BEGIN

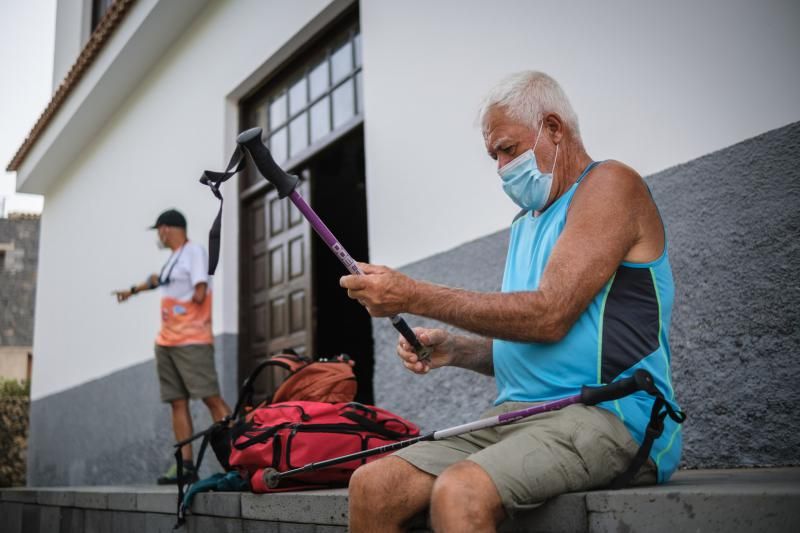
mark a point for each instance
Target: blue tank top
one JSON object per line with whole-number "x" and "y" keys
{"x": 625, "y": 327}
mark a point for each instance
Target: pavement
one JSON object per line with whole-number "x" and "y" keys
{"x": 730, "y": 501}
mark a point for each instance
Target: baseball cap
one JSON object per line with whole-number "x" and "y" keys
{"x": 170, "y": 217}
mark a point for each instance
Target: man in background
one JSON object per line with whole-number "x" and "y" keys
{"x": 184, "y": 346}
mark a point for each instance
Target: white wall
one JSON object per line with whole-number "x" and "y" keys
{"x": 654, "y": 84}
{"x": 147, "y": 158}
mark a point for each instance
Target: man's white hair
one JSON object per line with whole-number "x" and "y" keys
{"x": 528, "y": 96}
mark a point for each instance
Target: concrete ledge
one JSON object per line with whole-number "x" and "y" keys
{"x": 703, "y": 500}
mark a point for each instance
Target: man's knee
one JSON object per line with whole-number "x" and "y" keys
{"x": 465, "y": 486}
{"x": 386, "y": 484}
{"x": 179, "y": 404}
{"x": 374, "y": 481}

END

Give back every entry word for word, and drop the pictures as you go.

Written response:
mark a point for each instance
Target: blue tank top
one JSON object per line with whole-number "x" and "y" keys
{"x": 625, "y": 327}
mark a point for each instance
Target: pavement
one JSON object per line with whole-number "x" and "y" keys
{"x": 730, "y": 501}
mark a point for each instance
Target: baseball cap
one JSON object per line with whole-number "x" and "y" keys
{"x": 170, "y": 217}
mark a point for each instance
Target: man in background
one JSON object per line with whole-number "x" and "y" keys
{"x": 184, "y": 346}
mark a point for each instance
Target: white wall
one JSON object per line with whole-number "x" and "y" keys
{"x": 654, "y": 84}
{"x": 147, "y": 158}
mark a point for each instance
Target: man's white hair
one JSON object per line with whole-number "x" and "y" keys
{"x": 528, "y": 96}
mark a point for each instance
Target: concrete ledge
one JSON object per line with whole-number "x" and "y" keys
{"x": 703, "y": 500}
mark a point for each instance
Target: man's knee
one JSON object per line with whole-number "x" and "y" keys
{"x": 465, "y": 486}
{"x": 386, "y": 484}
{"x": 179, "y": 404}
{"x": 374, "y": 481}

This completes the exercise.